▶ [INPUT RECORDS]:
-=-=-=-=-

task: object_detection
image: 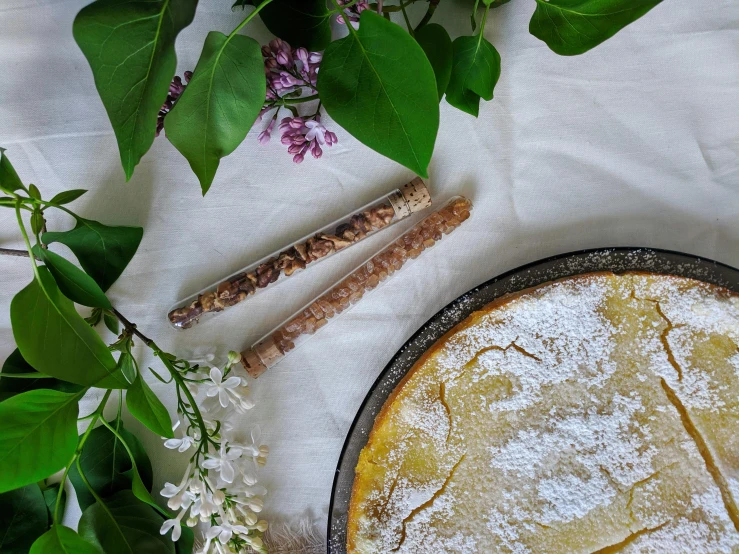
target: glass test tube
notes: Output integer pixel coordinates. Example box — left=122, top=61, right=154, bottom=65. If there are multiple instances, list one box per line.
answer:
left=167, top=177, right=431, bottom=329
left=241, top=196, right=472, bottom=378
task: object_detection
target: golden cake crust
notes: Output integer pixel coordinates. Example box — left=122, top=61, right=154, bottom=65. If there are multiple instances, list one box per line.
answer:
left=347, top=272, right=739, bottom=553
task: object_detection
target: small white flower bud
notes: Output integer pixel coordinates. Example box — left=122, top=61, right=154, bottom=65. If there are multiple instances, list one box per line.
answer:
left=244, top=506, right=258, bottom=525
left=248, top=496, right=264, bottom=513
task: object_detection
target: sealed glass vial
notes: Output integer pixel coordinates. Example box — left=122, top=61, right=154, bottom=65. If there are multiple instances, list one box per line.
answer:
left=241, top=196, right=472, bottom=378
left=167, top=177, right=431, bottom=329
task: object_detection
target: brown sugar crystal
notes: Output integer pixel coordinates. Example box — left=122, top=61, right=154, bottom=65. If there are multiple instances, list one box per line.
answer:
left=241, top=196, right=472, bottom=377
left=167, top=178, right=431, bottom=329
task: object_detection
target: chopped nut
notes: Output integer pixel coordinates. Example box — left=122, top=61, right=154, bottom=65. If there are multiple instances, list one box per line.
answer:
left=319, top=233, right=352, bottom=250
left=306, top=237, right=334, bottom=260
left=168, top=195, right=440, bottom=328
left=293, top=244, right=310, bottom=262
left=285, top=258, right=305, bottom=277
left=257, top=258, right=280, bottom=288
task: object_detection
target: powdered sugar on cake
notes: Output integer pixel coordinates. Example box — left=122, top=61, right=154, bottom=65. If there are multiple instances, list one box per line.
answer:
left=353, top=275, right=739, bottom=554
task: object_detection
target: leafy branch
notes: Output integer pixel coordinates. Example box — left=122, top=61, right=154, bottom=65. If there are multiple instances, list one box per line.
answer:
left=72, top=0, right=661, bottom=191
left=0, top=149, right=225, bottom=552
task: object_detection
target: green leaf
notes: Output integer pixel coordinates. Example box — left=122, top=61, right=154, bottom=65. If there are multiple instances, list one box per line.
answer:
left=529, top=0, right=662, bottom=56
left=41, top=483, right=67, bottom=525
left=31, top=208, right=46, bottom=235
left=117, top=352, right=136, bottom=383
left=85, top=308, right=103, bottom=327
left=72, top=0, right=197, bottom=180
left=318, top=10, right=439, bottom=177
left=103, top=314, right=121, bottom=335
left=41, top=217, right=144, bottom=291
left=126, top=373, right=174, bottom=438
left=446, top=34, right=500, bottom=117
left=10, top=266, right=128, bottom=388
left=69, top=421, right=152, bottom=511
left=33, top=244, right=113, bottom=310
left=174, top=525, right=195, bottom=554
left=0, top=483, right=49, bottom=554
left=258, top=0, right=331, bottom=52
left=0, top=348, right=82, bottom=402
left=51, top=189, right=87, bottom=205
left=164, top=31, right=267, bottom=194
left=0, top=148, right=24, bottom=194
left=0, top=389, right=81, bottom=492
left=415, top=23, right=453, bottom=102
left=79, top=490, right=175, bottom=554
left=29, top=525, right=100, bottom=554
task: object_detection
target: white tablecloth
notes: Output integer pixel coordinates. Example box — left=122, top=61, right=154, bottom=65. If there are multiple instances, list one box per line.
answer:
left=0, top=0, right=739, bottom=540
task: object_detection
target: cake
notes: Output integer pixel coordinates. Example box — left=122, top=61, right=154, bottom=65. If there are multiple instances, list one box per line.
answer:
left=347, top=273, right=739, bottom=554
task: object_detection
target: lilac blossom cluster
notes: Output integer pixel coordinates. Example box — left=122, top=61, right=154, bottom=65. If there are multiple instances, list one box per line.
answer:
left=336, top=0, right=372, bottom=25
left=259, top=39, right=338, bottom=163
left=157, top=38, right=340, bottom=163
left=157, top=71, right=192, bottom=136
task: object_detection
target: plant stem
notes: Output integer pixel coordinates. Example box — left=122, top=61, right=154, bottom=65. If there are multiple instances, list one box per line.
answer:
left=281, top=94, right=318, bottom=104
left=0, top=248, right=28, bottom=258
left=111, top=308, right=208, bottom=452
left=54, top=390, right=113, bottom=523
left=331, top=0, right=357, bottom=36
left=400, top=0, right=414, bottom=36
left=228, top=0, right=272, bottom=39
left=330, top=0, right=359, bottom=15
left=477, top=6, right=490, bottom=45
left=416, top=0, right=441, bottom=31
left=0, top=373, right=54, bottom=379
left=15, top=199, right=41, bottom=282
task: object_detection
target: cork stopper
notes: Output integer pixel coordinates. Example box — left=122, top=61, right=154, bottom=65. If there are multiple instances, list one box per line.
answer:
left=241, top=337, right=285, bottom=379
left=390, top=177, right=431, bottom=218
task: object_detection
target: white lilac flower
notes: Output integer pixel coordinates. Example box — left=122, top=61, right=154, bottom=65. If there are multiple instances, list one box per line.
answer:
left=201, top=441, right=243, bottom=483
left=205, top=367, right=241, bottom=408
left=161, top=352, right=270, bottom=554
left=164, top=435, right=194, bottom=452
left=190, top=492, right=218, bottom=521
left=159, top=508, right=187, bottom=541
left=159, top=463, right=193, bottom=510
left=162, top=419, right=193, bottom=452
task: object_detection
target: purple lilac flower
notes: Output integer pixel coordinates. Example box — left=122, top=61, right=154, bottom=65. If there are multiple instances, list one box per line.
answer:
left=157, top=71, right=192, bottom=136
left=279, top=114, right=337, bottom=164
left=258, top=39, right=338, bottom=163
left=336, top=0, right=370, bottom=25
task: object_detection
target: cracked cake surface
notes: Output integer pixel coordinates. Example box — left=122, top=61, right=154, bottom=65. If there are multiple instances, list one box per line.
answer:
left=347, top=273, right=739, bottom=554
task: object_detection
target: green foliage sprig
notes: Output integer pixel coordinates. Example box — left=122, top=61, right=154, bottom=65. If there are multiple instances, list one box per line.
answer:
left=0, top=149, right=210, bottom=554
left=74, top=0, right=661, bottom=193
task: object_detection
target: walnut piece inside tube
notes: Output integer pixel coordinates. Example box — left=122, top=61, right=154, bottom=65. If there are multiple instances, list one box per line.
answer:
left=241, top=197, right=472, bottom=378
left=168, top=198, right=408, bottom=329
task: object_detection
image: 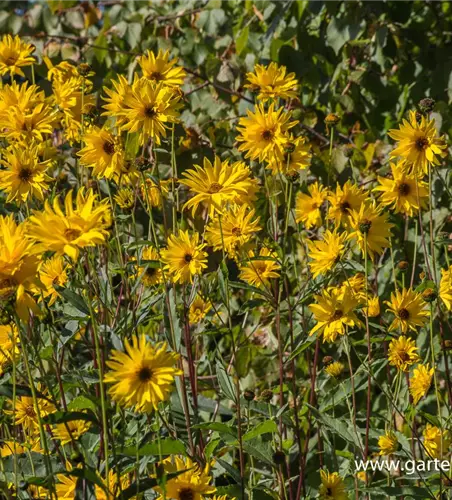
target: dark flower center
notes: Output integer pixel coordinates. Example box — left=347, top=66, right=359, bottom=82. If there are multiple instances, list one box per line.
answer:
left=399, top=182, right=411, bottom=196
left=18, top=168, right=33, bottom=182
left=102, top=142, right=115, bottom=156
left=64, top=227, right=80, bottom=241
left=138, top=366, right=152, bottom=382
left=144, top=106, right=157, bottom=118
left=415, top=137, right=429, bottom=151
left=398, top=308, right=410, bottom=320
left=339, top=201, right=351, bottom=214
left=179, top=488, right=195, bottom=500
left=151, top=71, right=163, bottom=82
left=209, top=182, right=223, bottom=194
left=333, top=309, right=344, bottom=321
left=262, top=130, right=273, bottom=141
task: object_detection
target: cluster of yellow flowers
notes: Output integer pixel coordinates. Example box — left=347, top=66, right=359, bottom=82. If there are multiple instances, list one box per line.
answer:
left=0, top=32, right=452, bottom=500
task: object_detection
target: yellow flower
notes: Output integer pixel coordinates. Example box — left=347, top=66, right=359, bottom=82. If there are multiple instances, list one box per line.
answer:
left=180, top=156, right=256, bottom=217
left=5, top=396, right=56, bottom=432
left=154, top=456, right=216, bottom=500
left=120, top=78, right=185, bottom=145
left=113, top=188, right=135, bottom=210
left=138, top=50, right=186, bottom=87
left=0, top=35, right=35, bottom=78
left=188, top=294, right=212, bottom=324
left=385, top=288, right=430, bottom=333
left=325, top=361, right=344, bottom=378
left=374, top=162, right=428, bottom=217
left=388, top=111, right=447, bottom=176
left=105, top=335, right=182, bottom=412
left=239, top=248, right=281, bottom=288
left=410, top=363, right=435, bottom=405
left=136, top=247, right=163, bottom=286
left=206, top=205, right=262, bottom=258
left=388, top=335, right=420, bottom=372
left=378, top=431, right=399, bottom=455
left=245, top=62, right=298, bottom=102
left=77, top=127, right=125, bottom=179
left=0, top=324, right=20, bottom=376
left=52, top=420, right=91, bottom=444
left=319, top=470, right=348, bottom=500
left=328, top=181, right=367, bottom=225
left=28, top=189, right=110, bottom=261
left=237, top=103, right=298, bottom=161
left=308, top=288, right=361, bottom=343
left=349, top=201, right=393, bottom=260
left=295, top=182, right=327, bottom=229
left=161, top=231, right=207, bottom=283
left=363, top=294, right=380, bottom=318
left=439, top=266, right=452, bottom=311
left=266, top=137, right=312, bottom=177
left=423, top=424, right=450, bottom=458
left=39, top=256, right=70, bottom=306
left=307, top=229, right=347, bottom=278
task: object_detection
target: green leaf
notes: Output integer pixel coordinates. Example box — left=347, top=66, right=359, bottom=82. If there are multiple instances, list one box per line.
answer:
left=243, top=420, right=278, bottom=441
left=120, top=438, right=185, bottom=457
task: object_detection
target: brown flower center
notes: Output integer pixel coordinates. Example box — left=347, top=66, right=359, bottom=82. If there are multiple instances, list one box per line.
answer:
left=209, top=182, right=223, bottom=194
left=102, top=141, right=115, bottom=156
left=18, top=168, right=33, bottom=182
left=262, top=130, right=274, bottom=141
left=151, top=71, right=163, bottom=82
left=398, top=308, right=410, bottom=320
left=415, top=137, right=429, bottom=151
left=144, top=106, right=157, bottom=118
left=339, top=201, right=351, bottom=214
left=398, top=182, right=411, bottom=196
left=138, top=366, right=152, bottom=382
left=179, top=488, right=195, bottom=500
left=332, top=309, right=344, bottom=321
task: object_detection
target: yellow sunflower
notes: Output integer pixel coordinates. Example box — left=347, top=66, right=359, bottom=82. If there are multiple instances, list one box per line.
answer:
left=319, top=470, right=348, bottom=500
left=410, top=363, right=435, bottom=405
left=385, top=288, right=430, bottom=333
left=378, top=431, right=399, bottom=455
left=138, top=50, right=186, bottom=87
left=239, top=248, right=281, bottom=288
left=0, top=35, right=35, bottom=78
left=295, top=182, right=327, bottom=229
left=374, top=162, right=428, bottom=217
left=244, top=62, right=298, bottom=102
left=179, top=156, right=257, bottom=217
left=308, top=288, right=361, bottom=343
left=206, top=205, right=262, bottom=258
left=388, top=335, right=420, bottom=372
left=307, top=229, right=347, bottom=278
left=328, top=181, right=368, bottom=225
left=237, top=103, right=298, bottom=161
left=423, top=424, right=451, bottom=458
left=439, top=266, right=452, bottom=311
left=77, top=127, right=125, bottom=179
left=120, top=78, right=181, bottom=145
left=161, top=231, right=207, bottom=283
left=188, top=294, right=212, bottom=324
left=28, top=189, right=110, bottom=261
left=348, top=201, right=393, bottom=260
left=388, top=111, right=447, bottom=176
left=105, top=335, right=182, bottom=412
left=154, top=456, right=216, bottom=500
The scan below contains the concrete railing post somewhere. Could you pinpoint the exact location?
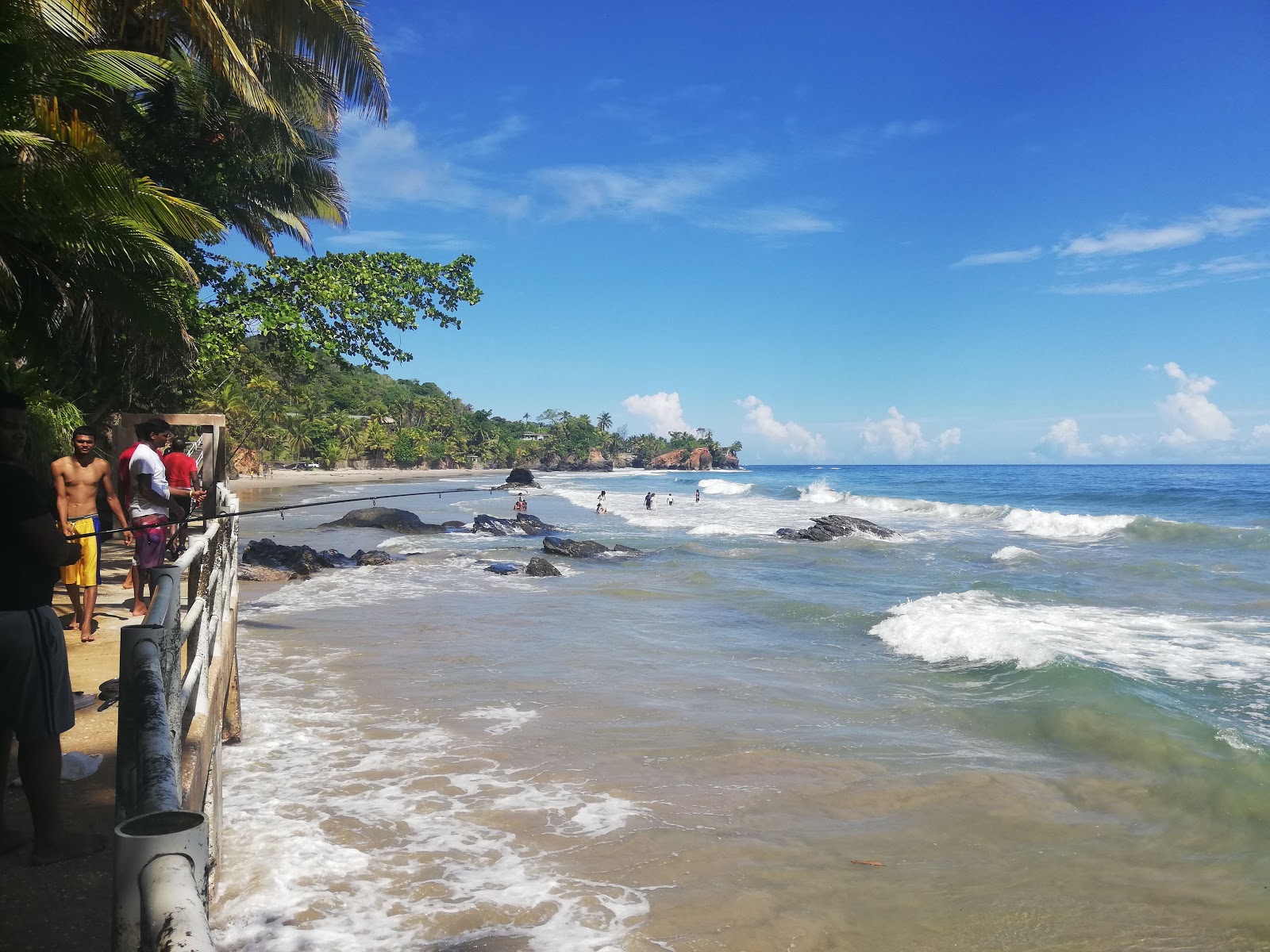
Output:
[112,810,212,952]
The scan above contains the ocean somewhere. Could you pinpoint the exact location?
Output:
[214,466,1270,952]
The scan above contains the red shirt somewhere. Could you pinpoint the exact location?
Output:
[163,451,198,489]
[114,443,141,512]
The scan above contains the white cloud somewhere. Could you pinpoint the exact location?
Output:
[952,245,1041,268]
[1160,360,1234,447]
[737,395,824,457]
[1037,417,1094,459]
[1056,205,1270,256]
[715,205,838,237]
[1099,433,1138,455]
[622,391,688,436]
[860,406,934,459]
[1052,279,1200,294]
[533,157,760,218]
[339,116,529,217]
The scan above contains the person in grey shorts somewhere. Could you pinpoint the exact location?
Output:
[0,392,106,866]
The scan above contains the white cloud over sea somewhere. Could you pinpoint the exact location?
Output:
[737,395,824,459]
[860,406,961,462]
[622,391,688,436]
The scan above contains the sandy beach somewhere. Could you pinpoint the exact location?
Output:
[230,467,510,493]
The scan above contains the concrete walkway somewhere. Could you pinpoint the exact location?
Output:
[0,542,132,952]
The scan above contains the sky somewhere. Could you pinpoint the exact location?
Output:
[242,0,1270,463]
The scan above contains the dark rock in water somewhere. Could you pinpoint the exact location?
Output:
[239,562,300,582]
[495,466,538,489]
[525,556,561,579]
[472,512,555,536]
[243,538,348,578]
[322,505,446,536]
[776,516,895,542]
[542,536,639,559]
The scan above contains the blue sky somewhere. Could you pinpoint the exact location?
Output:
[252,0,1270,463]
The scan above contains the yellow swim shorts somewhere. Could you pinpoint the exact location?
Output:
[62,516,102,588]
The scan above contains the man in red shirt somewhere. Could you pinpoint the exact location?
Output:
[163,436,199,556]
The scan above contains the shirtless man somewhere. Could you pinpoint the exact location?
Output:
[52,427,132,641]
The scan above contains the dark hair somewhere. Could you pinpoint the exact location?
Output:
[137,416,171,440]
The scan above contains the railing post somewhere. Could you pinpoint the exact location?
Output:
[112,810,211,952]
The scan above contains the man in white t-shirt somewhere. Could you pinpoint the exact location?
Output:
[129,417,186,616]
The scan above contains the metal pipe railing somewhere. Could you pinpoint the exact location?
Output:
[113,485,237,952]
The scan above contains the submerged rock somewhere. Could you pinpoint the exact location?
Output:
[525,556,563,579]
[542,536,639,559]
[321,505,446,536]
[472,512,555,536]
[776,516,895,542]
[243,538,349,579]
[239,562,300,582]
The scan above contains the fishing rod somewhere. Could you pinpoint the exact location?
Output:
[66,486,521,539]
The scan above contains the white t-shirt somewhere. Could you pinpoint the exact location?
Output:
[129,443,170,518]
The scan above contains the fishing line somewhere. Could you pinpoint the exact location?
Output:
[66,486,521,539]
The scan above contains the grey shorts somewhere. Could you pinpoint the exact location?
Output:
[0,605,75,743]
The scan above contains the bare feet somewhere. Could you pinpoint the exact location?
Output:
[0,829,30,855]
[30,833,106,866]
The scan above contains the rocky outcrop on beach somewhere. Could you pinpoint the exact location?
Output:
[472,512,555,536]
[542,536,639,559]
[776,516,895,542]
[321,505,446,536]
[644,447,714,471]
[494,466,538,489]
[525,556,563,579]
[239,538,395,582]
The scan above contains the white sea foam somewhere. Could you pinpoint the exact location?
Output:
[459,707,538,736]
[214,643,649,952]
[697,480,754,497]
[872,590,1270,684]
[992,546,1037,562]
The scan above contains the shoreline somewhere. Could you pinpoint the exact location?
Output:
[230,467,500,493]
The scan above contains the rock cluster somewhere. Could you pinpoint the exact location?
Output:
[321,505,446,536]
[644,447,714,470]
[776,516,895,542]
[542,536,639,559]
[239,538,392,582]
[472,512,555,536]
[494,466,538,489]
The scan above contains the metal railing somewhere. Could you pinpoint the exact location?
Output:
[112,484,241,952]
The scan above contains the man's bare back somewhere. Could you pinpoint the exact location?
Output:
[53,455,110,519]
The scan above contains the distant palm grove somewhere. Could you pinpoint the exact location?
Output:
[0,0,739,472]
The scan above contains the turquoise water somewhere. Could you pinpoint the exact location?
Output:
[213,466,1270,952]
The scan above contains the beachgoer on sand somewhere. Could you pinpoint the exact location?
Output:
[51,427,132,643]
[0,392,106,868]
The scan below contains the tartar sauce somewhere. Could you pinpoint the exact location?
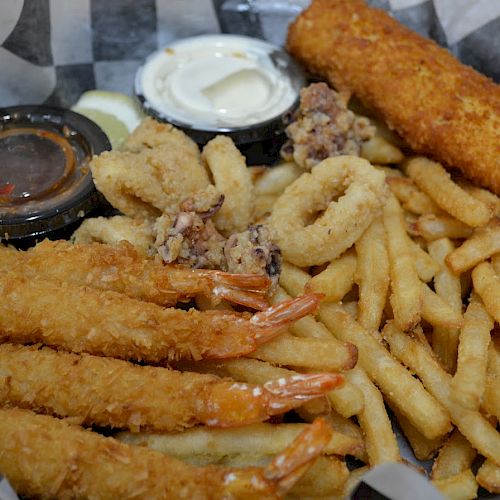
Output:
[136,35,300,130]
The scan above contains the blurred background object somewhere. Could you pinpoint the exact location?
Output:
[0,0,500,107]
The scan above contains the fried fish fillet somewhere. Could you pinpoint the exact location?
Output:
[288,0,500,194]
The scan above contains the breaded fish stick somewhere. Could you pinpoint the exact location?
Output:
[288,0,500,194]
[0,271,321,363]
[0,409,331,500]
[0,344,344,431]
[0,240,271,310]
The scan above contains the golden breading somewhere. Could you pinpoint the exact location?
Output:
[0,409,332,500]
[288,0,500,194]
[0,270,321,363]
[0,344,344,432]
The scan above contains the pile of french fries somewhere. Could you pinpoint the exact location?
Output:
[151,130,500,499]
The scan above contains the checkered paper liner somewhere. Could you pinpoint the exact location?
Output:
[0,0,500,500]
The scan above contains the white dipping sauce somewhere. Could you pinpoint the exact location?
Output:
[136,35,298,130]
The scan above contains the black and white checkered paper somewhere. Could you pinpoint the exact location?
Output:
[0,0,500,500]
[0,0,500,107]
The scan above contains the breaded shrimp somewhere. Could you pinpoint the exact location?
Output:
[0,344,344,432]
[0,271,322,363]
[0,409,332,500]
[287,0,500,194]
[71,215,156,257]
[0,240,271,310]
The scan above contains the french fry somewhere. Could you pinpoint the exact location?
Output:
[476,460,500,493]
[432,469,477,500]
[431,429,477,479]
[389,405,444,460]
[280,262,311,297]
[446,218,500,274]
[406,157,492,227]
[115,423,364,461]
[120,432,349,496]
[383,322,500,464]
[247,334,358,372]
[407,236,439,283]
[253,162,304,196]
[383,196,422,330]
[355,219,389,330]
[421,283,463,328]
[451,294,493,410]
[428,238,462,373]
[491,253,500,276]
[386,177,443,215]
[414,214,472,241]
[286,457,349,498]
[318,304,450,439]
[271,287,363,418]
[347,368,401,467]
[360,135,405,165]
[304,250,357,302]
[482,340,500,419]
[458,181,500,217]
[472,262,500,323]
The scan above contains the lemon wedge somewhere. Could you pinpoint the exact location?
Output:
[72,90,144,149]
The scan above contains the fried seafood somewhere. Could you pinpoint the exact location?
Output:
[281,83,375,170]
[269,156,388,266]
[0,271,321,363]
[71,215,155,256]
[90,137,210,220]
[287,0,500,194]
[155,191,226,270]
[202,135,253,236]
[0,344,344,432]
[0,240,270,310]
[0,409,331,500]
[155,193,281,285]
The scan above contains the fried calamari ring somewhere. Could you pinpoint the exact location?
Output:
[202,135,253,236]
[269,156,388,266]
[71,215,155,256]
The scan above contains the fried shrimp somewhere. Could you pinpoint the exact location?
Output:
[0,344,344,432]
[0,240,271,310]
[269,156,388,266]
[202,135,253,236]
[71,215,155,256]
[0,409,332,500]
[0,271,321,363]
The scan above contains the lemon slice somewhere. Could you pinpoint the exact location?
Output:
[73,106,129,149]
[72,90,144,149]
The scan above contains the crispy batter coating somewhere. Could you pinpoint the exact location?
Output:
[71,215,155,256]
[122,117,200,154]
[0,409,331,500]
[0,270,320,363]
[0,344,343,432]
[288,0,500,194]
[0,240,270,309]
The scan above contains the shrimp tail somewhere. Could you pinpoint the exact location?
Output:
[223,417,332,499]
[191,270,271,311]
[264,417,332,494]
[264,373,344,415]
[254,293,324,344]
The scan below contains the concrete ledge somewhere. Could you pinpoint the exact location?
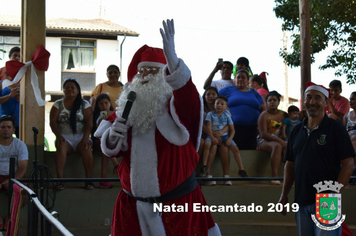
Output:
[43,150,284,178]
[196,150,284,177]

-=-=-=-=-

▶ [PROBLEM TO SOLVE]:
Render the rows starting at the line that contains "The scan above contains the sandy" and ending at the line that contains "[129,443,170,518]" as a two-column CSV with the headers input and output. Give one line per row, with its text and its answer each in a single quoted field and any line breaks turned into spaces.

▶ [TASK OUTPUT]:
input,output
"The scan above contains the sandy beach somewhere. Could you pinpoint the exact location? Output:","[230,467,510,493]"
"The scan above contains the concrete walkway somewhere. Could you pinpoint the exact location? Output:","[0,542,132,952]"
"The scan above contains the sky somewhere. Could you pinpoint the exact location? Output:","[242,0,1270,463]"
"The scan above contains the dark rock in water somewhere. Could you pinpoint the exact location? Output:","[239,562,300,582] [495,466,538,489] [525,556,561,579] [472,512,555,536] [243,538,348,578] [322,505,446,536] [776,516,895,542] [542,536,639,559]"
"The scan above contains the blue sky somewhere. Could you pinpoint the exact location? Output:","[252,0,1270,463]"
"The scan above contains the yellow swim shorts somewhere. Could you pinpoint the exact location? Output:","[62,516,102,588]"
"The scan above contains the man in red shirt somewhere. Could you pinpoint the exact location? Output:","[163,436,199,556]"
"The scan above contains the shirtless man somewhere. Could you pinpoint the exact location? Output:","[52,427,132,641]"
"The scan above contains the dark hair somewhere. Could you pinpoint the exact location? Output:","[137,416,171,440]"
"The scan above contains the railing post somewhere. Could you pinpoint the exact location? Output:","[112,810,211,952]"
"The scan above contains the man in white t-shirt somewhere. Could you pinpoint the exact location? Output:","[129,417,186,616]"
"The scan above contains the metal pipe railing somewhere. Could you pinpoint the exact location? Output:","[113,485,237,952]"
"The scan above contains the submerged rock somewhere. Could you pinpoint the exact location? Output:","[525,556,563,579] [542,536,639,559] [321,505,446,536] [472,512,555,536] [776,516,895,542] [243,538,349,579] [239,562,300,582]"
"The scan above contains the fishing rod somewhere. Could you pinpoint the exact location? Output:","[66,486,521,539]"
"The scan above contains the white t-shirt somewhere. Could you pinpoint the exact location? Output:","[129,443,170,518]"